Box-labeled dataset extracts:
◇ ◇ ◇ ◇ ◇

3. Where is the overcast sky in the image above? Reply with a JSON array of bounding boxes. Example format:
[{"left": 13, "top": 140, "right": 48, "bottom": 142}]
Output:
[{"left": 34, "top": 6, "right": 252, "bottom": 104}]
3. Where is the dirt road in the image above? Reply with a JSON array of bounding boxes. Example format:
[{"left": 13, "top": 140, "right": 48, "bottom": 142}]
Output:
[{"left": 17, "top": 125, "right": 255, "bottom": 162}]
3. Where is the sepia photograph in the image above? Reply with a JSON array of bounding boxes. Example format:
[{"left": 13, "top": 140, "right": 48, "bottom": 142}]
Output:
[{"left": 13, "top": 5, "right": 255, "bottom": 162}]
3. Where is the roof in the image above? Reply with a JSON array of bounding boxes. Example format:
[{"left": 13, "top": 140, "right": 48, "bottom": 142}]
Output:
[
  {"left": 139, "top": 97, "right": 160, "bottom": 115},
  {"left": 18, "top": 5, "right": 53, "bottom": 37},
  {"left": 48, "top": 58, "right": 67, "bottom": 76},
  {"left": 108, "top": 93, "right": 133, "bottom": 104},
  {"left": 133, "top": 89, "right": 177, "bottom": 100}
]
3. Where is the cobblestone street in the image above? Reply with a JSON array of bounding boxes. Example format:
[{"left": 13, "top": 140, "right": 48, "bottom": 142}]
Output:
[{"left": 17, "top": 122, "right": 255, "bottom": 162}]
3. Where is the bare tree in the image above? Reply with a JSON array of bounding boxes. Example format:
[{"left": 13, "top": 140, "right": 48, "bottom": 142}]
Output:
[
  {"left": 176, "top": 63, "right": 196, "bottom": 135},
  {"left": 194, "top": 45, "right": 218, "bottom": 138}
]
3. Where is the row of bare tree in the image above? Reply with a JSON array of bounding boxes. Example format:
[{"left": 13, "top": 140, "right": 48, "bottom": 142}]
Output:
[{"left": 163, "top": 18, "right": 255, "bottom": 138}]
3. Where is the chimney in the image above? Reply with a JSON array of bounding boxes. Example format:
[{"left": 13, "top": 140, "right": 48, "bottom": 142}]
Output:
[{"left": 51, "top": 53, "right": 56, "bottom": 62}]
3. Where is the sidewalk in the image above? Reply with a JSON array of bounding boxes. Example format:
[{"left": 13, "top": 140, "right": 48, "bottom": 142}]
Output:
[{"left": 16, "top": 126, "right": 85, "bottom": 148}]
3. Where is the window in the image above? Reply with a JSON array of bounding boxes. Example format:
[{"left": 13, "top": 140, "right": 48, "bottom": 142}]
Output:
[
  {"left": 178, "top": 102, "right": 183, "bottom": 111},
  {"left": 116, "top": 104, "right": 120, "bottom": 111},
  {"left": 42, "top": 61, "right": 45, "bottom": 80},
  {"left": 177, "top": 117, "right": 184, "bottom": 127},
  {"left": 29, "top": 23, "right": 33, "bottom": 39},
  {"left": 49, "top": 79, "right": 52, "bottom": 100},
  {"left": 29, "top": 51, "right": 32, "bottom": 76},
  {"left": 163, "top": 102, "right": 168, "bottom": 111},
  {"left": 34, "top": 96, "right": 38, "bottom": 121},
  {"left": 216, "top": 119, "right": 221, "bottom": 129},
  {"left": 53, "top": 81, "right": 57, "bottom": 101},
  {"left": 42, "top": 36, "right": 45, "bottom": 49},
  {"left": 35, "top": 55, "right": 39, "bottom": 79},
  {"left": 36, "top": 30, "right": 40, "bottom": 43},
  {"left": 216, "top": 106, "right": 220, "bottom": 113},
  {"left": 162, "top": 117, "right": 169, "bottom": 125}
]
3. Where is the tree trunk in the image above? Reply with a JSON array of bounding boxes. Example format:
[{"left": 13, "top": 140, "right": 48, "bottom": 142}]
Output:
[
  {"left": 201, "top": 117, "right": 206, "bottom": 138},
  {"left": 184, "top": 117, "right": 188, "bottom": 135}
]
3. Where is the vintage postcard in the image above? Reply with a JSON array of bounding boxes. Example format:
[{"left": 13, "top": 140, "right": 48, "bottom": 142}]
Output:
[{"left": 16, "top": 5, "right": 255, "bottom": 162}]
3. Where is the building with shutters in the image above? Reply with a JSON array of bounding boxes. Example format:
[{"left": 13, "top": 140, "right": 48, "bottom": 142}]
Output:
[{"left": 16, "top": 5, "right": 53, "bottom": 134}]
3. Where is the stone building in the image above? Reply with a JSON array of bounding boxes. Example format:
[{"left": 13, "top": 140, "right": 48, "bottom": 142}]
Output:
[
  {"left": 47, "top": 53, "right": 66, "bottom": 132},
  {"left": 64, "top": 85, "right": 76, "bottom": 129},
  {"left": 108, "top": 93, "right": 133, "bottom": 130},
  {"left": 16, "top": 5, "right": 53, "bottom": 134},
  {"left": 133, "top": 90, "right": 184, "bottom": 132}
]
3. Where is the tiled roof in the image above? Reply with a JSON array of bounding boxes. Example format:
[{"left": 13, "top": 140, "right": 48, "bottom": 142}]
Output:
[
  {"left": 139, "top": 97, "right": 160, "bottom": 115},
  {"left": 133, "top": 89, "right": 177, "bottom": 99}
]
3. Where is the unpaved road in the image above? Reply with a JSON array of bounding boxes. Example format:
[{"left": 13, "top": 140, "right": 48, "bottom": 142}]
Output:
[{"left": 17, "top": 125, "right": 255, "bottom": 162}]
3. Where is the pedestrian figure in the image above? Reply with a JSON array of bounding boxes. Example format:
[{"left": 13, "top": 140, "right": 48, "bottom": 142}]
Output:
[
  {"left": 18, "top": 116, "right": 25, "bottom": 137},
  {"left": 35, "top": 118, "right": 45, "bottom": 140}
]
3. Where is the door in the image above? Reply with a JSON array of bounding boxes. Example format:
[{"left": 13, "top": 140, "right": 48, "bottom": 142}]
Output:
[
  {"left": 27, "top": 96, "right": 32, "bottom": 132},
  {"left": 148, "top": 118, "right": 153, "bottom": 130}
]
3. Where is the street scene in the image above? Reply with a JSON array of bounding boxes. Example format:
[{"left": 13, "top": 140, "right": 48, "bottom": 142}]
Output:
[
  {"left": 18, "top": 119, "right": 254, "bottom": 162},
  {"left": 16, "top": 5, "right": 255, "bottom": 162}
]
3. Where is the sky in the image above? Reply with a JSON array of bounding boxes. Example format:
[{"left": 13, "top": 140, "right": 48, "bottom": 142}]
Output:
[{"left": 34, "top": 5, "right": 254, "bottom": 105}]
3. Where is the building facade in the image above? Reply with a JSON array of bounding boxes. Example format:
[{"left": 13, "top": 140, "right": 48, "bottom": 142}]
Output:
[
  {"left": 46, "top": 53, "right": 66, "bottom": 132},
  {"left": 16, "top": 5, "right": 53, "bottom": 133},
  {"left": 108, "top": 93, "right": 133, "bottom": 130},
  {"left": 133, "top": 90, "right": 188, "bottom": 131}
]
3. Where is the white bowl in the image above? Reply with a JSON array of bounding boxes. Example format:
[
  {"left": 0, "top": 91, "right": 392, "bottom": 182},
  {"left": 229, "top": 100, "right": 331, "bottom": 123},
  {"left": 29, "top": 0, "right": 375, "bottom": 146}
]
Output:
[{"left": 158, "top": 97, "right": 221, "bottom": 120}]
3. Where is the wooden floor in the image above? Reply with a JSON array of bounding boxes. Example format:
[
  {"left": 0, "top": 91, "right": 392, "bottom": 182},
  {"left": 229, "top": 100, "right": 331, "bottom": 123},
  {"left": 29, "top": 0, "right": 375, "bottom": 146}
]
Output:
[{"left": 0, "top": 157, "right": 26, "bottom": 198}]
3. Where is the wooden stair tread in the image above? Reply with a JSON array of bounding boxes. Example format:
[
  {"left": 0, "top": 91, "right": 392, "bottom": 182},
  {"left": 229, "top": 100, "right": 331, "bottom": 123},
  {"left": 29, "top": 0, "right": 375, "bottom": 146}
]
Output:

◇ ◇ ◇ ◇ ◇

OBJECTIVE => Write out again, unchanged, every line from the line containing "3. Where is the white" to the final line of the material above.

REPLY =>
3. Where is the white bowl in the image above? Reply with a JSON array of bounding boxes. Example format:
[
  {"left": 0, "top": 91, "right": 392, "bottom": 182},
  {"left": 229, "top": 100, "right": 331, "bottom": 123},
  {"left": 29, "top": 0, "right": 375, "bottom": 146}
]
Output:
[{"left": 158, "top": 97, "right": 221, "bottom": 120}]
3. Where is the wooden floor in the image above? Reply with a JSON array of bounding boxes. Example format:
[
  {"left": 0, "top": 91, "right": 392, "bottom": 182},
  {"left": 229, "top": 100, "right": 331, "bottom": 123},
  {"left": 29, "top": 0, "right": 375, "bottom": 146}
]
Output:
[{"left": 0, "top": 157, "right": 26, "bottom": 198}]
3. Where is the wooden stair tread in the image above? Reply with a JSON array of bounding boxes. Example format:
[
  {"left": 0, "top": 91, "right": 392, "bottom": 182},
  {"left": 229, "top": 100, "right": 331, "bottom": 123},
  {"left": 29, "top": 0, "right": 375, "bottom": 146}
]
Output:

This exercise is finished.